Copy each of the following items word for word, with no changes.

* BEGIN STORED ROWS *

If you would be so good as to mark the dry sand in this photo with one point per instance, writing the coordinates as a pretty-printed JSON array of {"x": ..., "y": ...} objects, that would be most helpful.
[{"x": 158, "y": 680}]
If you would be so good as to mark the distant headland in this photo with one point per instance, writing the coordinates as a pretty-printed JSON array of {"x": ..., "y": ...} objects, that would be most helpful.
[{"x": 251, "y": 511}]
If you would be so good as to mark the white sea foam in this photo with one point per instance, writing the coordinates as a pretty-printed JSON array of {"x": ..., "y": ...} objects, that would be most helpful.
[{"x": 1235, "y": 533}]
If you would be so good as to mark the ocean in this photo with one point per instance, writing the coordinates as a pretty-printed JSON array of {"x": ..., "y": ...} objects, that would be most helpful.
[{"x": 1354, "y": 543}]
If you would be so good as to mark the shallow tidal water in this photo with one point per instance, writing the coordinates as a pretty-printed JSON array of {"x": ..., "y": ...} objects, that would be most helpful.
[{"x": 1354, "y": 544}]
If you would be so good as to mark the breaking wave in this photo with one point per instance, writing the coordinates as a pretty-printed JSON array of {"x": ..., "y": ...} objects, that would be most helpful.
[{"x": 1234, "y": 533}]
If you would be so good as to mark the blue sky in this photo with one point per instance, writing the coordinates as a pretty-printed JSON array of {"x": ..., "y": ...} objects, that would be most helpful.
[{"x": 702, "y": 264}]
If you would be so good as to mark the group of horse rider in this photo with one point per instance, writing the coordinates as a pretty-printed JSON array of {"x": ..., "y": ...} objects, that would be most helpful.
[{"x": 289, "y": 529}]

* END STORED ROWS *

* **CORRECT RESULT**:
If you would be so good as to mark the dry sand in this photo with one point per instance, writing the coordinates as a pretty-printed JSON array of {"x": ..., "y": ...} objects, that would be most helpful.
[{"x": 158, "y": 680}]
If you would be so good as to mark the distant headland in this photo with one point per instance, writing the coordinates as a pretty-printed JSON array of {"x": ..., "y": ...} objects, that would be most helpful.
[{"x": 251, "y": 511}]
If you would be so good as to mark the white sea foam in this photo with one point per instance, writing the coordinates as a pretty-printed JSON array of {"x": ..., "y": ...} objects, that would be most helpful.
[{"x": 1235, "y": 533}]
If you would be so good as to mark the ocean in this photo with one point per instance, writing the coordinates as a pretty-printed JSON array of {"x": ..., "y": ...} objects, that would be most helpful.
[{"x": 1354, "y": 543}]
If you would be so good as to mark the shallow tidal water in this photo with one point per instance, writing the coordinates as a pretty-printed JSON array of {"x": ..., "y": ...} objects, that would be most helpful.
[{"x": 1354, "y": 544}]
If you would be so good as to mark the breaking wave in this photo with one point per instance, writing the coordinates as a pretty-printed JSON array of {"x": ..., "y": ...} objects, that would be most helpful.
[{"x": 1234, "y": 533}]
If you would be so good as to mark the blue sky in this photo with one point per instance, writing the coordinates as a pretty-printed JSON array of {"x": ..., "y": ...} objects, that would be most helpful.
[{"x": 702, "y": 264}]
If you would be so good as to mark the group of horse rider in this photo with one point per instance, writing the coordinates as a pretty-printed JSON array of {"x": ..., "y": ...} objects, that would be most helpful.
[{"x": 289, "y": 529}]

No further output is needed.